Abstract:
Systems and methods are described for concisely encoding into a lexicon (or dictionary) and decoding from the lexicon regular expressions that can represent certain huge word lists that might otherwise be considered unmanageably large. Sets of words (character sequences or ‘strings’) that share certain commonalities such as a set of numbers, which share common digits, may be condensed into digital lexicons by representing the set with a regular expression. The regular expression is a string that includes meta-character, where each meta-character is a place-marker that represents a set of at least two normal characters. When accessing or searching the lexicon, the regular expressions are dynamically expanded, as needed, to the underlying, original word list. The methods disclosed are applicable to many lexicon driven language based systems such as spelling verification systems, handwriting recognition systems, speech recognition systems and the like.

Description:
BACKGROUND OF THE INVENTION 
     1. Field of the Invention 
     The present invention relates generally to language recognition and more particularly relates to a system and method for creating and using electronically encoded lexicons that include regular expressions for augmenting the lexicon to cover large sets of entries such as fractions, dates, and real numbers.

____________________

[PROBLEMS AND TASKS]
1: In the patent abstract, what does each meta-character in a regular expression represent?
2: Which lines of the entries contain the string "trim"? Pick out each one and copy it.

[SUPPLIED INFORMATION]
____________________

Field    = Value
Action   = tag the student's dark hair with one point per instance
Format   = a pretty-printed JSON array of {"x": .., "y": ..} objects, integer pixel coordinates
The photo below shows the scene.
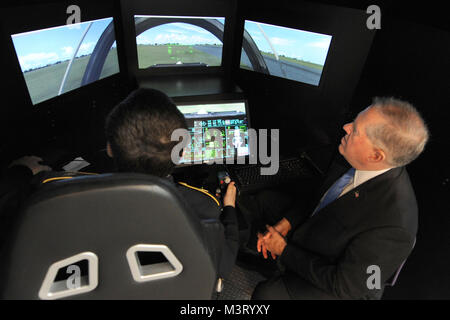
[{"x": 139, "y": 130}]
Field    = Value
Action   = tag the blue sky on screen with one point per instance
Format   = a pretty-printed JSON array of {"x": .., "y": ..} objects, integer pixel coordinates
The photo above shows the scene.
[
  {"x": 48, "y": 46},
  {"x": 303, "y": 45},
  {"x": 177, "y": 32}
]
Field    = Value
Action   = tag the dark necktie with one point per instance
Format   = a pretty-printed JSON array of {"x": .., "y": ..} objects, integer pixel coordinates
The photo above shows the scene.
[{"x": 336, "y": 189}]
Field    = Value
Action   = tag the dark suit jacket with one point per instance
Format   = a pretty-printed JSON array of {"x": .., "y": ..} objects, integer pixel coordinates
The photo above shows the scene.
[{"x": 374, "y": 224}]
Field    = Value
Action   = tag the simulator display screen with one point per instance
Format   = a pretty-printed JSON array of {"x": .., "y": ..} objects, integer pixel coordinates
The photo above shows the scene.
[
  {"x": 178, "y": 41},
  {"x": 284, "y": 52},
  {"x": 230, "y": 138},
  {"x": 60, "y": 59}
]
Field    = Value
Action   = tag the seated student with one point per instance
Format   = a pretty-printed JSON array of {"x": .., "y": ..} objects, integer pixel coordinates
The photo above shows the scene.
[
  {"x": 138, "y": 132},
  {"x": 364, "y": 226}
]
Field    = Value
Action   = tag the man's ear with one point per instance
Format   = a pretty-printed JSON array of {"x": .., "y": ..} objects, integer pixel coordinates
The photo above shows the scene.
[{"x": 109, "y": 150}]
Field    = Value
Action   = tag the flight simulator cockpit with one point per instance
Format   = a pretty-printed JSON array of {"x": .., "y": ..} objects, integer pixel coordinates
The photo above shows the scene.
[{"x": 264, "y": 90}]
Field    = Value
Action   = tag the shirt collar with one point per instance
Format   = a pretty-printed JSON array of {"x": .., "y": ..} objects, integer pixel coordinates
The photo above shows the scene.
[{"x": 362, "y": 176}]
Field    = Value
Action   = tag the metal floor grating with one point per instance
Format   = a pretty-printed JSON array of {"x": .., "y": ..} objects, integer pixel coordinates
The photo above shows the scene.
[{"x": 239, "y": 285}]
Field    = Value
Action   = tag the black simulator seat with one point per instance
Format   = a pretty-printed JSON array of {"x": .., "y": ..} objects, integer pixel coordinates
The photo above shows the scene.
[{"x": 110, "y": 236}]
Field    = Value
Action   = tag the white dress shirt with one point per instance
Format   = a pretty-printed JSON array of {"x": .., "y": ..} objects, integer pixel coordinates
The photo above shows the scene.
[{"x": 360, "y": 177}]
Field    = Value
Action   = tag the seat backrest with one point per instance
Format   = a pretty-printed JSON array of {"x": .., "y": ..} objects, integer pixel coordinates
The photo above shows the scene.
[{"x": 111, "y": 236}]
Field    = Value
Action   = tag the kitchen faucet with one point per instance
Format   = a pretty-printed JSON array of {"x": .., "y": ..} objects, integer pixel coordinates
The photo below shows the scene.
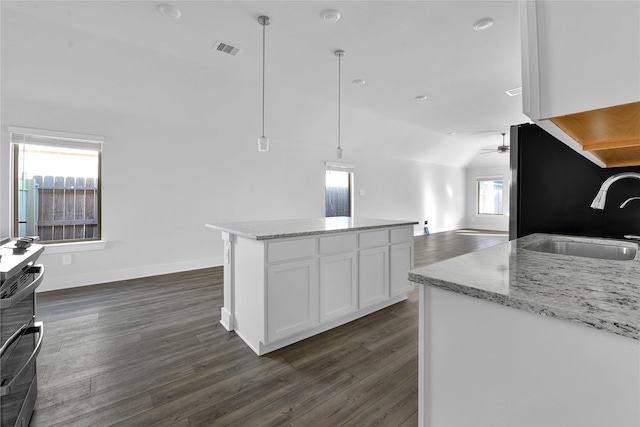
[{"x": 601, "y": 197}]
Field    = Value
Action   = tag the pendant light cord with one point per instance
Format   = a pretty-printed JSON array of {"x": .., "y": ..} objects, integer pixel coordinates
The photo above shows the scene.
[
  {"x": 263, "y": 72},
  {"x": 339, "y": 69}
]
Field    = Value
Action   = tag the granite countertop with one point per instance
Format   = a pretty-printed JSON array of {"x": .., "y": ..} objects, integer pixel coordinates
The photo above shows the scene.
[
  {"x": 603, "y": 294},
  {"x": 279, "y": 229}
]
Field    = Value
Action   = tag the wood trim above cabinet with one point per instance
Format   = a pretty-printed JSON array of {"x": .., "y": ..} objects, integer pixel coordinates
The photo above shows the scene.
[{"x": 611, "y": 134}]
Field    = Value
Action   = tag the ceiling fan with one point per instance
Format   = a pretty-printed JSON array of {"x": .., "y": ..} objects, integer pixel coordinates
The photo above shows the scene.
[{"x": 500, "y": 149}]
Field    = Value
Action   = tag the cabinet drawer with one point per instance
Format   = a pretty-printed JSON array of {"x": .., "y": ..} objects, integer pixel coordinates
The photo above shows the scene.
[
  {"x": 333, "y": 244},
  {"x": 291, "y": 249},
  {"x": 400, "y": 235},
  {"x": 370, "y": 239}
]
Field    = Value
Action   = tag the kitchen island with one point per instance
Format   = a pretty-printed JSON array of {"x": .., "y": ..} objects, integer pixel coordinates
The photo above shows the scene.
[
  {"x": 287, "y": 280},
  {"x": 510, "y": 336}
]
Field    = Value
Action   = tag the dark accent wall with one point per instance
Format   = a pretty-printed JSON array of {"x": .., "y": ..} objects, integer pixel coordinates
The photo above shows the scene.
[{"x": 553, "y": 187}]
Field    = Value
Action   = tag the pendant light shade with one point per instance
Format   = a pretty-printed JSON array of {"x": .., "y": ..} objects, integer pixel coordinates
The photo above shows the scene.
[
  {"x": 339, "y": 54},
  {"x": 263, "y": 142}
]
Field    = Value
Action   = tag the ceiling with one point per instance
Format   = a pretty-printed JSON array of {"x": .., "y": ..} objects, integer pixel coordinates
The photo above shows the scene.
[{"x": 401, "y": 49}]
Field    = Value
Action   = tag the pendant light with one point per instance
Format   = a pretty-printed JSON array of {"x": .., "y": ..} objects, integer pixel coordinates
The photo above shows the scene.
[
  {"x": 339, "y": 54},
  {"x": 263, "y": 142}
]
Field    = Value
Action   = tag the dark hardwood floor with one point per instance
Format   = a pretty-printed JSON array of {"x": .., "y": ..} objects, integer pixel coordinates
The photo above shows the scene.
[{"x": 150, "y": 352}]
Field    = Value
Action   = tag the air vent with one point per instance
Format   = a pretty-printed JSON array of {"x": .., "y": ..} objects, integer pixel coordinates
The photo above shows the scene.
[{"x": 226, "y": 48}]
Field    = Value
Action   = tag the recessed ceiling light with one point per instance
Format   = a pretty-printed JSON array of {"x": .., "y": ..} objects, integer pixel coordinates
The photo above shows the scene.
[
  {"x": 330, "y": 15},
  {"x": 169, "y": 11},
  {"x": 482, "y": 24},
  {"x": 513, "y": 92}
]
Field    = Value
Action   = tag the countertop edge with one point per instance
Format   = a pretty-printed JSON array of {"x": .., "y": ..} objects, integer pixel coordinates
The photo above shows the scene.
[
  {"x": 538, "y": 309},
  {"x": 606, "y": 321},
  {"x": 308, "y": 233}
]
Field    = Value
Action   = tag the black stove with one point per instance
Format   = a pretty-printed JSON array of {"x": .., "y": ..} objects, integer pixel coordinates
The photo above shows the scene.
[{"x": 20, "y": 334}]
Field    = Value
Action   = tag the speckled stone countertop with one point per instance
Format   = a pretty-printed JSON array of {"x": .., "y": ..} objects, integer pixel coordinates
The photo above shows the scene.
[
  {"x": 603, "y": 294},
  {"x": 280, "y": 229}
]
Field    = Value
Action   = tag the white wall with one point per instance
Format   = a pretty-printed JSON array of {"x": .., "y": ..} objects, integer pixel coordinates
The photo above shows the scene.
[
  {"x": 158, "y": 193},
  {"x": 487, "y": 222},
  {"x": 180, "y": 150}
]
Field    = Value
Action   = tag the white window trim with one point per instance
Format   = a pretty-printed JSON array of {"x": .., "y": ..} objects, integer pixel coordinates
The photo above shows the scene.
[
  {"x": 345, "y": 167},
  {"x": 68, "y": 140},
  {"x": 70, "y": 247},
  {"x": 490, "y": 178}
]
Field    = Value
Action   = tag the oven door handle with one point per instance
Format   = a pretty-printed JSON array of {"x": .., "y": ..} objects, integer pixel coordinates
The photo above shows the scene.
[
  {"x": 38, "y": 327},
  {"x": 19, "y": 296}
]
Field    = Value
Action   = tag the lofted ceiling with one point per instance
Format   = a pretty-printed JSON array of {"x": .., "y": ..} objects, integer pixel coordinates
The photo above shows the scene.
[{"x": 108, "y": 54}]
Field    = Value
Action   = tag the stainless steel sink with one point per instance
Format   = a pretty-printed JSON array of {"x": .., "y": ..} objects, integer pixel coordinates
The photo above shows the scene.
[{"x": 619, "y": 252}]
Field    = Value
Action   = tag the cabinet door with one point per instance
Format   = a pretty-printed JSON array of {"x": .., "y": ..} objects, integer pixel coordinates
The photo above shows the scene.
[
  {"x": 292, "y": 298},
  {"x": 374, "y": 275},
  {"x": 401, "y": 260},
  {"x": 338, "y": 285}
]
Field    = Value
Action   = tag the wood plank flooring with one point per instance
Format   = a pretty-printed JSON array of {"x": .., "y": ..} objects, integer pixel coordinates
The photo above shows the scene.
[{"x": 150, "y": 352}]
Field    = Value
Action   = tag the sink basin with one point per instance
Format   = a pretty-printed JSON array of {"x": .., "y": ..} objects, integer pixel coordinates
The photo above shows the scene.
[{"x": 619, "y": 252}]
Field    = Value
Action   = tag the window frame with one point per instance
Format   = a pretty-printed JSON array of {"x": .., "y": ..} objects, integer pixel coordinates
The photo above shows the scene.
[
  {"x": 477, "y": 201},
  {"x": 57, "y": 139},
  {"x": 341, "y": 167}
]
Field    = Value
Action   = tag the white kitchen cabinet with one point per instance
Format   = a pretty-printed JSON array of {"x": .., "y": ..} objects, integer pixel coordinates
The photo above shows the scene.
[
  {"x": 280, "y": 288},
  {"x": 401, "y": 261},
  {"x": 374, "y": 275},
  {"x": 292, "y": 298},
  {"x": 338, "y": 285}
]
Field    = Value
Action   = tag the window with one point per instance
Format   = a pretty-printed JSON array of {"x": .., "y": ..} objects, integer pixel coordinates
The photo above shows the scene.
[
  {"x": 339, "y": 189},
  {"x": 490, "y": 196},
  {"x": 56, "y": 185}
]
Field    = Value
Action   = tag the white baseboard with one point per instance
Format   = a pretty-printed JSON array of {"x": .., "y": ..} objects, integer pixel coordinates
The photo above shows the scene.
[{"x": 78, "y": 280}]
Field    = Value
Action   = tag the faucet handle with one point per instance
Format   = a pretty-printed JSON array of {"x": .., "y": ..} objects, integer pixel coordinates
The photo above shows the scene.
[{"x": 628, "y": 200}]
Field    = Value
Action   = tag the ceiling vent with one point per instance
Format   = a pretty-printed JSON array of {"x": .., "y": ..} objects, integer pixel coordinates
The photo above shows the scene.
[{"x": 226, "y": 48}]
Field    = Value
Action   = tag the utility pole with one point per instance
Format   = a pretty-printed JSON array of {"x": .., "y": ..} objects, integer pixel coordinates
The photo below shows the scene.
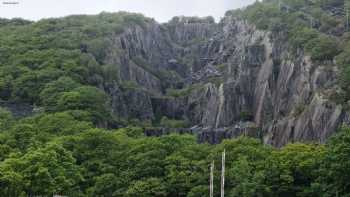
[
  {"x": 212, "y": 179},
  {"x": 346, "y": 6},
  {"x": 223, "y": 173},
  {"x": 279, "y": 5}
]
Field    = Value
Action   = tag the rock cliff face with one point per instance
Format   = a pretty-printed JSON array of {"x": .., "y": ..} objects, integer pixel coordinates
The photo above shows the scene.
[{"x": 228, "y": 74}]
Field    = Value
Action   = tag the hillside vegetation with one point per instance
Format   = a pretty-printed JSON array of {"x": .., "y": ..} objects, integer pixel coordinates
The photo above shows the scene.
[{"x": 68, "y": 147}]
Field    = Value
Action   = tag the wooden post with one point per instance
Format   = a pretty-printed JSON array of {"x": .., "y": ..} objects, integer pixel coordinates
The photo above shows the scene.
[
  {"x": 212, "y": 179},
  {"x": 223, "y": 173}
]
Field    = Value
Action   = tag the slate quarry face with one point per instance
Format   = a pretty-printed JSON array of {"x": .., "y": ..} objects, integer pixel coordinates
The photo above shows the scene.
[{"x": 234, "y": 79}]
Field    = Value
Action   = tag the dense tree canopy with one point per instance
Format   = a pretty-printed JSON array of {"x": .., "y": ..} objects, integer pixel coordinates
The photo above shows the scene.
[{"x": 65, "y": 148}]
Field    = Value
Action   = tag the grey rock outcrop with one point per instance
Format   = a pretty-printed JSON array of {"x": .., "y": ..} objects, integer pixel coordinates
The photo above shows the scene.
[{"x": 244, "y": 74}]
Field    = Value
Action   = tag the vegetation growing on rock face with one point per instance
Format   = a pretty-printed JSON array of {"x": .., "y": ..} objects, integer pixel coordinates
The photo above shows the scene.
[{"x": 58, "y": 65}]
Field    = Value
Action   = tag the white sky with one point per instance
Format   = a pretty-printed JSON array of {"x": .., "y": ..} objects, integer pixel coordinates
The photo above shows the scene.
[{"x": 161, "y": 10}]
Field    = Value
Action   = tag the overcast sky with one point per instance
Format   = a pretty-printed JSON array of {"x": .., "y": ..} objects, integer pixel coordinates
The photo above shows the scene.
[{"x": 161, "y": 10}]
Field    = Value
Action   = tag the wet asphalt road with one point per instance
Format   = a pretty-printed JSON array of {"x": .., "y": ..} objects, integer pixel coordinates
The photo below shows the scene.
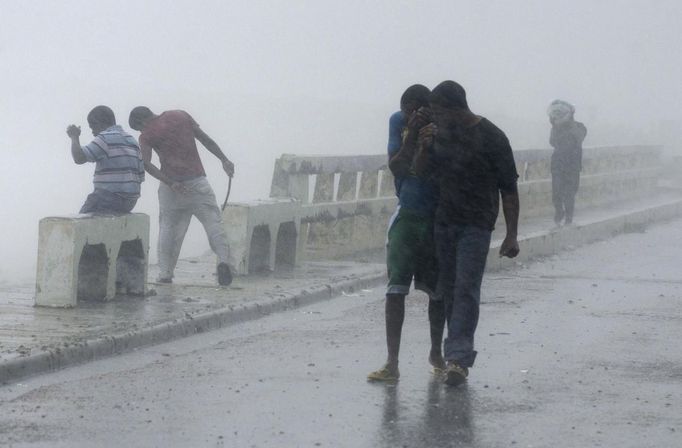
[{"x": 582, "y": 349}]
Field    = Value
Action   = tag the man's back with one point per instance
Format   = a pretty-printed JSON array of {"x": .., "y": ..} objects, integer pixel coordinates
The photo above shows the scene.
[
  {"x": 171, "y": 134},
  {"x": 119, "y": 168}
]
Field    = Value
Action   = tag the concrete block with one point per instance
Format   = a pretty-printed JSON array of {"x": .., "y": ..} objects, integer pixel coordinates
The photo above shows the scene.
[
  {"x": 262, "y": 234},
  {"x": 88, "y": 257}
]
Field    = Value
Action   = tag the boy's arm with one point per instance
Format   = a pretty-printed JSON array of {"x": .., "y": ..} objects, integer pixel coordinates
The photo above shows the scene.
[
  {"x": 74, "y": 133},
  {"x": 214, "y": 149}
]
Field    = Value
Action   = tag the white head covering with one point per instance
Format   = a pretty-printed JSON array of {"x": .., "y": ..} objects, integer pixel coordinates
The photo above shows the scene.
[{"x": 560, "y": 111}]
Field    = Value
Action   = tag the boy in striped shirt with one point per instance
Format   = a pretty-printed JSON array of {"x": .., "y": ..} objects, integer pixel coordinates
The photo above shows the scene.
[{"x": 119, "y": 169}]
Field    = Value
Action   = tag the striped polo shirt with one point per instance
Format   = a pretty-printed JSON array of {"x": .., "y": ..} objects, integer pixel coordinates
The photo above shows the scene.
[{"x": 119, "y": 167}]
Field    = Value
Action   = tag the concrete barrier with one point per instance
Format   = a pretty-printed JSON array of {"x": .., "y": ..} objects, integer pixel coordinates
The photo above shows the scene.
[
  {"x": 86, "y": 257},
  {"x": 321, "y": 207},
  {"x": 327, "y": 207}
]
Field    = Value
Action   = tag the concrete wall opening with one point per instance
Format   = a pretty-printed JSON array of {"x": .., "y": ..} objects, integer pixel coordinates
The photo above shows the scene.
[
  {"x": 259, "y": 253},
  {"x": 130, "y": 272},
  {"x": 285, "y": 247},
  {"x": 93, "y": 270}
]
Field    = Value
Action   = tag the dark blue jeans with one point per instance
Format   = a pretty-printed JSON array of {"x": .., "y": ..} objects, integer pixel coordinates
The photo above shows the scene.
[
  {"x": 105, "y": 202},
  {"x": 462, "y": 253}
]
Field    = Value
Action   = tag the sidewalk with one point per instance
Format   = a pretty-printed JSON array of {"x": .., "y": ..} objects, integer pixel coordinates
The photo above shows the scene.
[{"x": 34, "y": 340}]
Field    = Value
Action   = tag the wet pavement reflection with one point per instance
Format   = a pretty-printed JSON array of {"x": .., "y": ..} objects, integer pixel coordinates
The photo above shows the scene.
[{"x": 442, "y": 418}]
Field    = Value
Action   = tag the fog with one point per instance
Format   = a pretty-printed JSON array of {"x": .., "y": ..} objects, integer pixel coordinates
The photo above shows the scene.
[{"x": 270, "y": 77}]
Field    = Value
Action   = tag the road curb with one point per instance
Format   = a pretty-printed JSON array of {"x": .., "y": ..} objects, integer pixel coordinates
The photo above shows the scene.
[
  {"x": 105, "y": 346},
  {"x": 542, "y": 244},
  {"x": 532, "y": 246}
]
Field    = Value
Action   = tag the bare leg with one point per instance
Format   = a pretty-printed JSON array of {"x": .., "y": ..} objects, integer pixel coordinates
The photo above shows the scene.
[
  {"x": 437, "y": 326},
  {"x": 395, "y": 316}
]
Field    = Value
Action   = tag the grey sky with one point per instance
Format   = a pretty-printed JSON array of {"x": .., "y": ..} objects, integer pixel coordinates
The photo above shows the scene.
[{"x": 267, "y": 77}]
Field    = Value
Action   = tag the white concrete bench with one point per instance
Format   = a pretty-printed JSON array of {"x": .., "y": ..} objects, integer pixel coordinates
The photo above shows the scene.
[
  {"x": 91, "y": 257},
  {"x": 320, "y": 207}
]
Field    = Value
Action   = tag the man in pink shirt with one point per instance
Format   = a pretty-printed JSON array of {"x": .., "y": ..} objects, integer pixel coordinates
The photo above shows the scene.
[{"x": 183, "y": 190}]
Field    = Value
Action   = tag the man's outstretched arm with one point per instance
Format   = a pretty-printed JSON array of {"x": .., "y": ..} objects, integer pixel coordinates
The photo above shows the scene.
[
  {"x": 74, "y": 133},
  {"x": 214, "y": 149}
]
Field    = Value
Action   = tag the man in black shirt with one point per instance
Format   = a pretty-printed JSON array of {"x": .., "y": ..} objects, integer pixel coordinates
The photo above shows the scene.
[{"x": 473, "y": 163}]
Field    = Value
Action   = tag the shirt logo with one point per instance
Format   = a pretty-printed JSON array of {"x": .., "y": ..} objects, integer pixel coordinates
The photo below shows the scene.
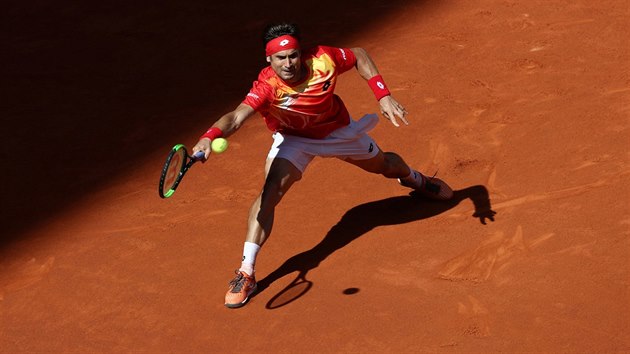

____________________

[ANSWERS BELOW]
1: A set of at least two normal characters.

2:
Action   = tag the wood trim above cabinet with one point per instance
Action   = tag the white window trim with one point per instance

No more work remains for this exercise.